*EXTRACTED TEXT*
If you have sold or otherwise transferred all of your shares, please pass this document together with the accompanying documents, as soon as possible, to the purchaser or transferee, or to the person who arranged the sale or transfer, so they can pass these documents to the person who now holds the shares.
Incorporated in England and Wales. Registered No. 08860816
Registered Office 107 Hammersmith Road London W14 0QH United Kingdom
Mansour Al Alami (Executive Chairman) Hassan Heikal (Non-Executive Deputy Chairman) Rashed Al Jarwan (Non-Executive Director) Lord Anthony St John of Bletso (Non-Executive Director) Charbel El Khoury (Non-Executive Director) Jyrki Koskelo (Non-Executive Director)
27 April 2023
Notice is hereby given that the Annual General Meeting (the "AGM") of Gulf Marine Services PLC (the "Company") will be held on 7 June 2023 at 2.30pm (UAE time) at Gulf Marine Services WLL, Office 403, International Tower, 24th (Karama) Street, Abu Dhabi, United Arab Emirates.

[Data listing]
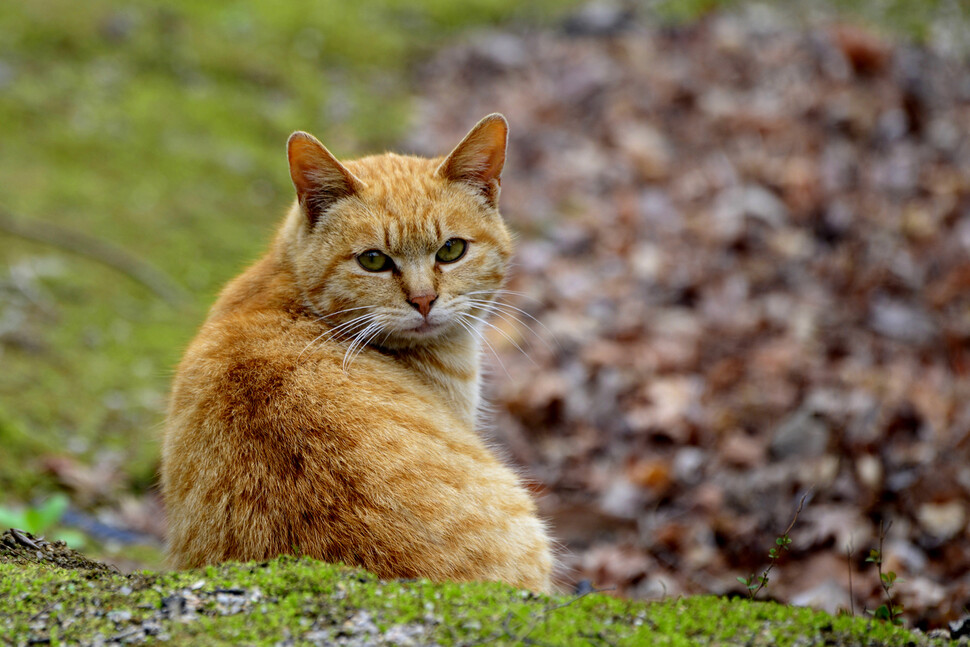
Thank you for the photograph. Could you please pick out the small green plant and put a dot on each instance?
(754, 583)
(889, 612)
(42, 519)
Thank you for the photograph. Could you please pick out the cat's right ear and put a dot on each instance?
(320, 180)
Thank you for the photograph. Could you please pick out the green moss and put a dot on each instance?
(302, 598)
(160, 129)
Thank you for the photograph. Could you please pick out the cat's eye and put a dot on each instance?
(451, 251)
(375, 261)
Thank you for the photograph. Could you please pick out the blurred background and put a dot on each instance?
(743, 266)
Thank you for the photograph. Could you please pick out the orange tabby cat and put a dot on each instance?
(327, 406)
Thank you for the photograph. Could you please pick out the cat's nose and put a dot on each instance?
(423, 302)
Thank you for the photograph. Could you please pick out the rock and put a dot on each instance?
(804, 434)
(942, 520)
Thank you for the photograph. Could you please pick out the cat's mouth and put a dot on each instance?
(425, 327)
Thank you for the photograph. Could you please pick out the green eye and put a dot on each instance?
(375, 261)
(451, 251)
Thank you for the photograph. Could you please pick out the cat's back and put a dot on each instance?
(327, 405)
(272, 446)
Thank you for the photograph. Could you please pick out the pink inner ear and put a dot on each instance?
(317, 175)
(480, 157)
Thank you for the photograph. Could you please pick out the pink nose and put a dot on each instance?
(423, 302)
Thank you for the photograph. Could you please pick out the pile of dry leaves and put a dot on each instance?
(745, 246)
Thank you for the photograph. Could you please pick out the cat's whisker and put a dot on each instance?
(366, 341)
(503, 333)
(477, 333)
(340, 312)
(507, 312)
(501, 292)
(343, 328)
(361, 339)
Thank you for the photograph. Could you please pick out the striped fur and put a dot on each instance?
(288, 434)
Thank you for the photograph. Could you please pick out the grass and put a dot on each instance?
(297, 597)
(160, 129)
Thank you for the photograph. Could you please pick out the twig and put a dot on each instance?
(98, 250)
(22, 540)
(886, 580)
(784, 541)
(848, 563)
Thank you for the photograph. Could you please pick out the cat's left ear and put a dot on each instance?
(479, 158)
(320, 180)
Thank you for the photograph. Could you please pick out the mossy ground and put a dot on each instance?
(307, 602)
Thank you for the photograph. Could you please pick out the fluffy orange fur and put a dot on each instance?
(329, 410)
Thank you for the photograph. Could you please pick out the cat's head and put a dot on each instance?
(400, 250)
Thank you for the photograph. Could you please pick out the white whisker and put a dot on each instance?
(502, 309)
(378, 328)
(503, 333)
(475, 332)
(345, 327)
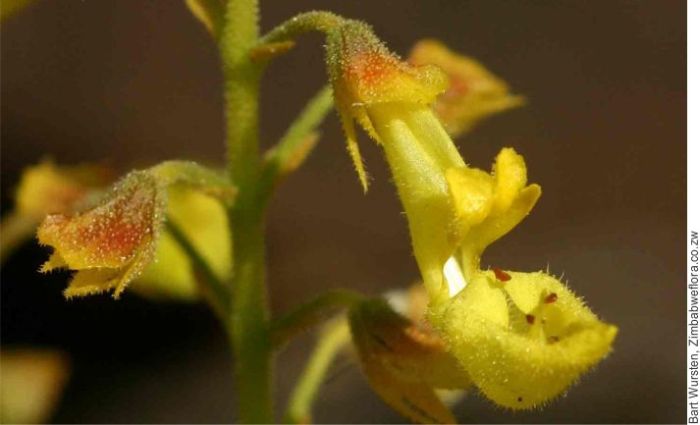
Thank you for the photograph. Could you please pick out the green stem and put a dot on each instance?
(330, 342)
(311, 313)
(248, 321)
(217, 292)
(293, 147)
(302, 23)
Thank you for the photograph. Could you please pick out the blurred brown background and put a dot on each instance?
(137, 82)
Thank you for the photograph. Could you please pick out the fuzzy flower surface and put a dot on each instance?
(113, 242)
(522, 338)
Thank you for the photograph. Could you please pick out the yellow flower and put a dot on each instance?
(454, 212)
(114, 241)
(44, 189)
(474, 93)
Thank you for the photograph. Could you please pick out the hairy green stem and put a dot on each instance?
(332, 339)
(248, 320)
(305, 22)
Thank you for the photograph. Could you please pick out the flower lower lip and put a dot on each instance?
(453, 276)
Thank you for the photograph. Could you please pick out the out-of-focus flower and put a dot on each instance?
(113, 242)
(45, 189)
(454, 212)
(31, 384)
(473, 93)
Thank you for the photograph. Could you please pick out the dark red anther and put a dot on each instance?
(501, 275)
(551, 298)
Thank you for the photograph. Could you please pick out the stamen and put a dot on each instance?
(552, 297)
(454, 277)
(501, 275)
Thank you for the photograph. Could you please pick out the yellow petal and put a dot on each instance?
(204, 222)
(542, 347)
(473, 92)
(112, 243)
(46, 188)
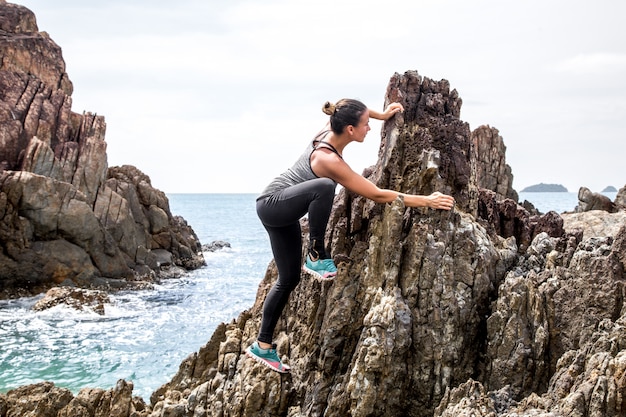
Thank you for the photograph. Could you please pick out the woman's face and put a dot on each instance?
(361, 129)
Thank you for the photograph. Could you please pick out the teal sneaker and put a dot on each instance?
(267, 357)
(322, 268)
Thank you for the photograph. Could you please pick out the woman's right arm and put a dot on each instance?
(327, 164)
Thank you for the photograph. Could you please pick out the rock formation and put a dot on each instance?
(588, 200)
(66, 218)
(486, 310)
(492, 171)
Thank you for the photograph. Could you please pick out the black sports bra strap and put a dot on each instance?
(322, 144)
(319, 143)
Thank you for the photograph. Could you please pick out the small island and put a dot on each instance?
(545, 188)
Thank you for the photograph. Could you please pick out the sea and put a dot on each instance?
(144, 335)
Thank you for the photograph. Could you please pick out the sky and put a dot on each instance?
(208, 96)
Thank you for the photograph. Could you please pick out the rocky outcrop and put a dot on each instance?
(588, 200)
(484, 310)
(66, 218)
(492, 171)
(620, 198)
(76, 298)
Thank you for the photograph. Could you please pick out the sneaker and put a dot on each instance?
(267, 357)
(322, 268)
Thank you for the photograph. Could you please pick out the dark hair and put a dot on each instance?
(344, 113)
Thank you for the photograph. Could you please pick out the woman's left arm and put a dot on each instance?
(391, 109)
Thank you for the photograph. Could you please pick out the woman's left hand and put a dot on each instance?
(392, 109)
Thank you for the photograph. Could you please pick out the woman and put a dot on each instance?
(309, 187)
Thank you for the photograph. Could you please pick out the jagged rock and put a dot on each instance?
(66, 218)
(505, 218)
(46, 400)
(431, 313)
(588, 200)
(595, 223)
(215, 246)
(492, 171)
(620, 198)
(77, 298)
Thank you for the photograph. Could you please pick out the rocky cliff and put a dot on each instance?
(487, 310)
(66, 218)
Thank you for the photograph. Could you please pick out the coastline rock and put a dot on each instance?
(431, 313)
(492, 171)
(595, 223)
(66, 218)
(620, 198)
(75, 298)
(215, 246)
(543, 188)
(588, 200)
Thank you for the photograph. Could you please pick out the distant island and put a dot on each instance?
(545, 188)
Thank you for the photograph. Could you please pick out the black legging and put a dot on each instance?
(280, 213)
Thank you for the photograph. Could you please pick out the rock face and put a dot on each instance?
(66, 218)
(588, 200)
(485, 310)
(492, 171)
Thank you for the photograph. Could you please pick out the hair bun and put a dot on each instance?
(329, 108)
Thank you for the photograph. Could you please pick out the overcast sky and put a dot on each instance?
(221, 96)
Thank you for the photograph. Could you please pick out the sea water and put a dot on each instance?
(145, 335)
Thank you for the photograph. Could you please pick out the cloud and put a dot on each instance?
(209, 96)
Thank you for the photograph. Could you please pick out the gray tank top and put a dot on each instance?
(301, 170)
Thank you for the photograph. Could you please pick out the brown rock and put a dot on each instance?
(76, 298)
(588, 200)
(492, 171)
(65, 216)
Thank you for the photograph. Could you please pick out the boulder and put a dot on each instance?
(588, 200)
(66, 217)
(492, 171)
(76, 298)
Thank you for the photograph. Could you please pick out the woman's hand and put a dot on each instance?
(441, 201)
(391, 109)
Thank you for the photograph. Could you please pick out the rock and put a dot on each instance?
(47, 400)
(595, 223)
(492, 171)
(65, 216)
(505, 218)
(215, 246)
(484, 310)
(76, 298)
(588, 200)
(545, 188)
(620, 198)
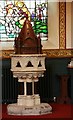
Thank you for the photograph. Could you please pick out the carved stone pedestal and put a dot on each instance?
(28, 68)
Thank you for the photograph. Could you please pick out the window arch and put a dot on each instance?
(12, 16)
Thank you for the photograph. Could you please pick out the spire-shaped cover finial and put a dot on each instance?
(27, 42)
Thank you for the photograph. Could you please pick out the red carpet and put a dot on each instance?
(60, 112)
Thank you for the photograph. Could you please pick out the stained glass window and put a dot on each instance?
(13, 14)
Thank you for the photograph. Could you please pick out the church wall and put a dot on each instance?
(49, 85)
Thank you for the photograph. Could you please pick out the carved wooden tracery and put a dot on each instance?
(62, 51)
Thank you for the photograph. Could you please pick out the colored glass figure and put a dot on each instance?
(14, 13)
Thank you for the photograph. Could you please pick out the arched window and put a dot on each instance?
(13, 14)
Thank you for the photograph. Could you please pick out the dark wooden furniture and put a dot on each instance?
(64, 97)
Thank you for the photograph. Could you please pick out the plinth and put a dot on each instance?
(28, 68)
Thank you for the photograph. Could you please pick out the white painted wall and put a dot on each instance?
(53, 27)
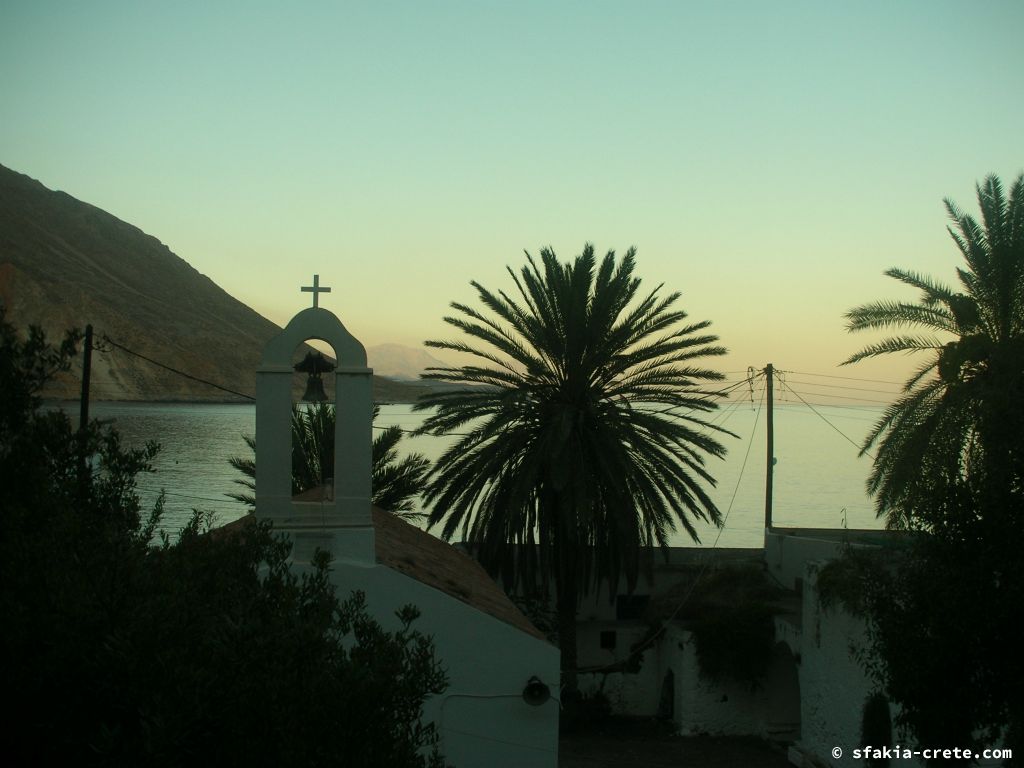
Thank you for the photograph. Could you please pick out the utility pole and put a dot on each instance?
(769, 469)
(83, 412)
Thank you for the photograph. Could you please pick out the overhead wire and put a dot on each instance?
(845, 378)
(648, 641)
(173, 370)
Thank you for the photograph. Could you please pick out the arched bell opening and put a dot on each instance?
(313, 421)
(782, 686)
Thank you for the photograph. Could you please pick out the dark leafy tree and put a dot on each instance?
(950, 465)
(395, 482)
(583, 441)
(208, 650)
(960, 418)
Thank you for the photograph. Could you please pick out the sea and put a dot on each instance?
(818, 474)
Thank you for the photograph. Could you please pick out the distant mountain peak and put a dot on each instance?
(400, 361)
(65, 263)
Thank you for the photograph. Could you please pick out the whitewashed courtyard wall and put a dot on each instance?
(482, 718)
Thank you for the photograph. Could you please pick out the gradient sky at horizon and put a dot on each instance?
(768, 160)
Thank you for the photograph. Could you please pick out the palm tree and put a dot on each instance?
(583, 443)
(395, 483)
(958, 421)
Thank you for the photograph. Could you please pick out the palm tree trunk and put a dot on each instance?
(566, 609)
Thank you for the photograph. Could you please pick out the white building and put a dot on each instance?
(812, 697)
(488, 649)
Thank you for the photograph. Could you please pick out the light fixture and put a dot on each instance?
(536, 692)
(314, 365)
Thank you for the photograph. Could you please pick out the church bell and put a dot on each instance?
(314, 365)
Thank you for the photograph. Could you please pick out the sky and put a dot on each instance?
(769, 161)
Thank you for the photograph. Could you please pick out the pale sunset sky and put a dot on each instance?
(768, 160)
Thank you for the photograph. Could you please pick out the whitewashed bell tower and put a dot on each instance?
(337, 518)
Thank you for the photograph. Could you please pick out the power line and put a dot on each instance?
(111, 341)
(841, 432)
(845, 386)
(842, 396)
(704, 567)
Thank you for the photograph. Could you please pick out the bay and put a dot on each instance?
(818, 476)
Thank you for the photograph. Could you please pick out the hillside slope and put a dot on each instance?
(65, 263)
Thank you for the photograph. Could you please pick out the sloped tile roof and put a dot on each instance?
(419, 555)
(416, 553)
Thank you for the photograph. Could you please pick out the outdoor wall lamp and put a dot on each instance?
(314, 365)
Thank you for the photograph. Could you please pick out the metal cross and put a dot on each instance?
(315, 290)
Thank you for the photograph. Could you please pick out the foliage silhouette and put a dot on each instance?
(960, 418)
(395, 482)
(585, 445)
(950, 466)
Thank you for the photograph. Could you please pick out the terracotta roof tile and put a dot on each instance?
(419, 555)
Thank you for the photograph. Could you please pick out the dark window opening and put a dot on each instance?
(631, 606)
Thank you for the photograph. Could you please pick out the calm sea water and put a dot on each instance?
(818, 478)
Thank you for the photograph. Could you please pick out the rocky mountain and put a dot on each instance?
(65, 263)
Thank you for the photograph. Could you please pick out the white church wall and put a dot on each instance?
(719, 708)
(482, 718)
(834, 686)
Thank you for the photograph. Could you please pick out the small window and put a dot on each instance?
(631, 606)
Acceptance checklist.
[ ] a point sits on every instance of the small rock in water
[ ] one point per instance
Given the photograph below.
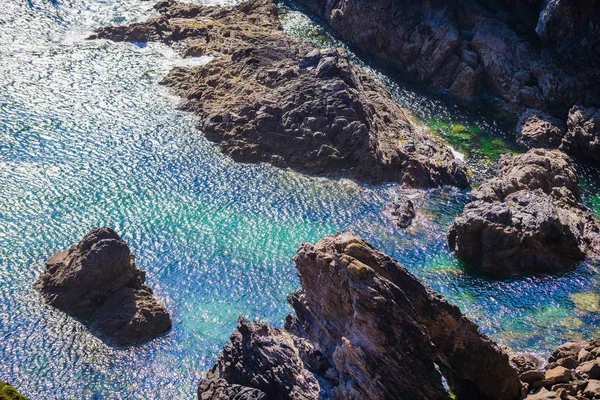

*YOUR TASKS*
1) According to the shareholder notice, on what date and at what time will the Annual General Meeting be held?
2) Carry the Gulf Marine Services shareholder notice forward from its last sentence.
This material comes from a separate source.

*TASK RESPONSES*
1) On 7 June 2023 at 2.30pm (UAE time).

2)
The Board recognises that the AGM is an important event for shareholders in the corporate calendar and is committed to ensuring that shareholders can exercise their right to vote and ask questions in connection with this meeting. Accordingly, for those shareholders that do not wish to attend, or those that wish to attend and are unable to do so, questions in connection with the business of the AGM can be submitted on reasonable notice by email to [email protected] in advance of the AGM and, in so far as relevant to the business of the meeting, questions will be responded to by email and taken into account as appropriate at the meeting itself. We are not planning to have a Directors' presentation at the AGM and it will be held strictly to conduct the business of the AGM.
Voting at the AGM will be by way of a poll so that all the votes cast in advance by shareholders appointing the Chairman of the Meeting as their proxy to vote on their behalf can be taken into account. Shareholders have one vote for each ordinary share held when voting on a poll and this procedure ensures that every vote can be cast.
The results of the AGM will be announced as soon as practical after it has taken place.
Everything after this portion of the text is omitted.